AIDS, also known as Acquired Immunodeficiency Syndrome (AIDS), is caused by contracting the Human Immunodeficiency Virus (HIV). Although increased education and more effective antiretroviral treatments (ART) have allowed for a great advancement in the survival of those that are HIV positive or those with AIDS, there is still much misinformation that circulates and more education that must be done. Today, we dispel some of the most common HIV and AIDS myths:

Myth #1: HIV can be transmitted through insect bites, kissing or sharing utensils

HIV absolutely cannot be transmitted through insect bites, kissing, sharing utensils, sharing drinks, touching bare skin or sitting on the toilet of someone that is HIV positive. In order for HIV to be transmitted or acquired, there are certain environmental circumstances that must be in place. Namely, there must be an exchange of one of the following bodily fluids from a person that is confirmed HIV positive: semen or pre-ejaculatory fluid, blood, rectal fluid and vaginal fluid. Other forms of contact cannot transmit HIV to a non-HIV infected individual.

[Rows from a data collection]

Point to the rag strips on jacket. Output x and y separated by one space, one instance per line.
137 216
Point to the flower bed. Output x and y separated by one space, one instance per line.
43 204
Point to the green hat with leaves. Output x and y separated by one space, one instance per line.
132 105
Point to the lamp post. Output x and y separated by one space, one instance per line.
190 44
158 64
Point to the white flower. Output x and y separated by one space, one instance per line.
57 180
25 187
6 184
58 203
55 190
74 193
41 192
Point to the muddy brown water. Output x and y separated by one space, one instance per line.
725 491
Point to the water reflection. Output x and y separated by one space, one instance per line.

WORK ITEM A:
Decide whether each statement agrees with the text on HIV and AIDS myths, answering yes or no and quoting the words from that text that settle it. (i) HIV can be passed on by sharing drinks. (ii) Rectal fluid is one of the bodily fluids through which HIV can be transmitted. (iii) AIDS is caused by contracting HIV.
WORK ITEM B:
Please carry on the text on HIV and AIDS myths, starting after its last sentence.

EXERCISE OUTPUT A:
(i) No: "HIV absolutely cannot be transmitted through insect bites, kissing, sharing utensils, sharing drinks"
(ii) Yes: "semen or pre-ejaculatory fluid, blood, rectal fluid and vaginal fluid"
(iii) Yes: "is caused by contracting the Human Immunodeficiency Virus (HIV)"

EXERCISE OUTPUT B:
Myth #2: HIV is more of a concern for those that engage in homosexual activity

HIV infections can be transmitted through any type of vaginal, anal or oral sex, regardless of the heterosexual or homosexual nature. Although receptive anal sexual intercourse does carry a higher risk of transmitting the infection versus other activities such as oral sex. People should educate themselves on the risks and the safe practices when entering a sexual relationship with an HIV positive individual. In all sexual encounters, be sure to utilize appropriate barrier protection in the form of condoms. In addition, using shared needles is a non-sexual means of transmitting the virus. Only utilize needles that are sterile and brand new.

Myth #3: If you engage in unprotected sexual activity with someone that is HIV positive, you will definitely contract the virus

Not everyone that is exposed to HIV-positive fluids will contract the virus. There are two main reasons why this may occur. First of all, the amount of virus present in the fluid must be sufficient to cause an infection in the HIV-negative individual. Secondly, the HIV-negative person’s mucosal immune response may be strong enough to prevent viral entry. Essentially, the activity level of the virus in the HIV-positive individual as well as the immune state of the HIV negative individual both play a role in determining the risk of infection. Again, if both parties are educated in the way of safe practices, they should be responsible enough to to the research.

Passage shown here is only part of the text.